● **Work to do**
Repeat the listing in full, preserving every character.

● **Data to process**
★ ★ ★ ★ ★ ★ ★
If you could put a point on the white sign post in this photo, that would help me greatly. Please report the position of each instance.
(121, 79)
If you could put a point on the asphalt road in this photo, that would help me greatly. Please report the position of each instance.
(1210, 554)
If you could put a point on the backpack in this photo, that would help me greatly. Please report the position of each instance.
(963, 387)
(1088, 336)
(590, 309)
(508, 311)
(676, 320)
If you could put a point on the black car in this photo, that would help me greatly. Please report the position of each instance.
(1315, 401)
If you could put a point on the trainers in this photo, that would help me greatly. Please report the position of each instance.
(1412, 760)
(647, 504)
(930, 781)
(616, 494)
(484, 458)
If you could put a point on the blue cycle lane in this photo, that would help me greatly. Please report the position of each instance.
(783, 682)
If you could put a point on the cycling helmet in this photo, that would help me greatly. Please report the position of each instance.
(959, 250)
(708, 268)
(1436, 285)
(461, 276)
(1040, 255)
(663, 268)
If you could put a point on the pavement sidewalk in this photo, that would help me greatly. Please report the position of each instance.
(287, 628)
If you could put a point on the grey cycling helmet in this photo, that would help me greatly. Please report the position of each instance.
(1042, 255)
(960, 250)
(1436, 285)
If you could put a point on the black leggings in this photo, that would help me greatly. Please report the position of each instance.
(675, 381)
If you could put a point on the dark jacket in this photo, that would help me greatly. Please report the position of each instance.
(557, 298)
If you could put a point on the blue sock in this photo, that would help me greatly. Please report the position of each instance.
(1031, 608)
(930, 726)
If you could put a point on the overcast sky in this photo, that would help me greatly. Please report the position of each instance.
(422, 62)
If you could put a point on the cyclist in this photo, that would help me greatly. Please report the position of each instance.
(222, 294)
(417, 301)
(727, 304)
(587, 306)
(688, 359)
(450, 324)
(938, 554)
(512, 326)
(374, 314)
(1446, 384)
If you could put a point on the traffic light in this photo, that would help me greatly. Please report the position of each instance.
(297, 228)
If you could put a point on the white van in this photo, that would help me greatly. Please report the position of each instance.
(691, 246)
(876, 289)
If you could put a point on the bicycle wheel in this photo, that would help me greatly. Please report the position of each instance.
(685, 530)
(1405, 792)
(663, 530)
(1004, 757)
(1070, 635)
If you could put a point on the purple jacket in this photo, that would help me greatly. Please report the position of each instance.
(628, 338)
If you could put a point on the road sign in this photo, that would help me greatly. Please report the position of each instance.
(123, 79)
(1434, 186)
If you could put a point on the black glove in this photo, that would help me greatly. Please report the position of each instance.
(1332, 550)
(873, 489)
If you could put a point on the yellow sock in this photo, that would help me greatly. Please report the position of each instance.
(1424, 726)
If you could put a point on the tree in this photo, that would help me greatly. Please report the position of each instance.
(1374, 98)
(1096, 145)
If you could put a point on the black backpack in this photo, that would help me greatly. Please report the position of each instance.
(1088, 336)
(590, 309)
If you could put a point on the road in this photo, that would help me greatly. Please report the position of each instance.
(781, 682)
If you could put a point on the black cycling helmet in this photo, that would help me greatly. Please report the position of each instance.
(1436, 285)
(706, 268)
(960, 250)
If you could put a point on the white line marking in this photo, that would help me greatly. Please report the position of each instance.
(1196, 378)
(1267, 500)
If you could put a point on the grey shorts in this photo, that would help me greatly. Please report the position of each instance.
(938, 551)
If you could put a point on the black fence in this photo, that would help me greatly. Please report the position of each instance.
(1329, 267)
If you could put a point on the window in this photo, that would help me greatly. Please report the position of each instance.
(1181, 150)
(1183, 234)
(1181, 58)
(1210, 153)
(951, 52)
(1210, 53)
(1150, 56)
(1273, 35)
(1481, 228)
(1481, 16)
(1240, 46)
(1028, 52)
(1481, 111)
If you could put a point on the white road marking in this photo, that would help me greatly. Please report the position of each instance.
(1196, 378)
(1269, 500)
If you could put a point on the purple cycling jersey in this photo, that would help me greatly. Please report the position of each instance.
★ ★ ★ ★ ★ ★ ★
● **Right answer**
If you could put a point on the white sign post in this photo, that would help me greatly. Please report the position of each instance.
(121, 79)
If you could put a point on the asphalt road in this photo, that would help me greatly. Please report the position of each instance.
(1210, 554)
If you could put a point on the backpack in this photo, that would help me greatly. Please report the position of each instance.
(963, 387)
(1088, 336)
(590, 309)
(508, 311)
(676, 320)
If you could put a point on the black car in this photo, that would help me greatly. Please report the position of each instance.
(1315, 401)
If you could put a point on the trainers in this photo, that would help me greatly. Please report the position of each instance.
(1412, 760)
(647, 504)
(930, 781)
(616, 494)
(484, 458)
If you could put a point on the blue cycle lane in this photo, that would help me greatly. Please report the position of each instance.
(783, 682)
If you could put a point on the cycling helmet in this photo, that would help me greatly. Please report the position of each instance.
(959, 250)
(708, 268)
(1436, 285)
(461, 276)
(1040, 255)
(663, 268)
If you could put a point on the pavement sidewalk in this photo, that would help me greatly. Please report the position of each instance.
(287, 628)
If you could put a point on the grey cycling helmet in this photo, that would help me greatly. Please report the position of each instance.
(1042, 255)
(960, 250)
(1436, 285)
If you could put a point on the black leggings in this photo, that would help me greatly. Please report the position of each instance.
(675, 381)
If you could put a point on the dark jacket in this photo, that would help me greatly. Please report the position of each instance.
(557, 298)
If you could put a point on the blue sock in this photo, that would help me greatly. Please report the position of each instance.
(1031, 608)
(930, 726)
If you could put a point on the overcast sky in this photo, that would help me greatly. Please report the position of each instance.
(422, 62)
If you could put a point on the cyclist in this photo, that would help me greatly. Please report the position of each instance.
(222, 294)
(417, 301)
(727, 304)
(587, 306)
(688, 359)
(450, 324)
(938, 554)
(512, 326)
(374, 314)
(1446, 384)
If you could put a point on the traffic light in this photo, that would help me greatly. Please report the position of each instance.
(297, 228)
If you could put a point on the white van in this photo, that would help me greatly. Please report the position of each instance.
(691, 246)
(876, 289)
If you could put a point on the bicycle wheel in this photo, that would help me greatly. Please report the position of each instance.
(685, 530)
(1405, 792)
(663, 530)
(1004, 757)
(1070, 635)
If you could put a point on the purple jacket in this photo, that would help me greatly. Please report the position of each instance.
(628, 338)
If you could put a point on the road sign in this photo, that would help me greatly. Please report the position of each instance.
(123, 79)
(1434, 186)
If you could put a point on the black glove in this photo, that would help me greatly. Please report the position of each instance.
(1332, 550)
(873, 489)
If you could put a point on the yellow sock in this photo, that would help me greatly. Please report the position of each instance.
(1424, 726)
If you could put a point on the tree in this photo, that would help me greatly. Please report the position of each instance.
(1374, 98)
(1096, 145)
If you could put a point on the black backpack in this photo, that would help me greatly. Please report the position of each instance.
(1088, 336)
(590, 309)
If you could put a point on the road in this photo, that would help me greatly. Please report the position of each instance.
(781, 682)
If you could put a point on the black cycling helmet in this photo, that would help me greatly. Please report the position of each instance.
(1436, 285)
(706, 268)
(960, 250)
If you could put a point on the white line marking in this photo, that would help me greatly. Please report the position of each instance.
(1196, 378)
(1267, 500)
If you could put a point on the grey shorts in this photo, that would help me greatly. Please report the position of each instance.
(938, 551)
If you could put a point on the black fence in this photo, that would help me greatly. Please report the position of each instance.
(1329, 267)
If you could put a point on the window in this photo, that would help me greatly. Please report the position of each instance.
(1181, 150)
(1183, 234)
(1181, 58)
(1210, 153)
(951, 52)
(1210, 53)
(1150, 56)
(1273, 35)
(1481, 228)
(1481, 16)
(1240, 46)
(1028, 52)
(1481, 111)
If you could put a point on the white road marking in this photo, that would help me greatly. Please report the position of each instance.
(1196, 378)
(1269, 500)
If you could put a point on the purple cycling jersey in this photo, that would help me greatly. Please report the position of each instance.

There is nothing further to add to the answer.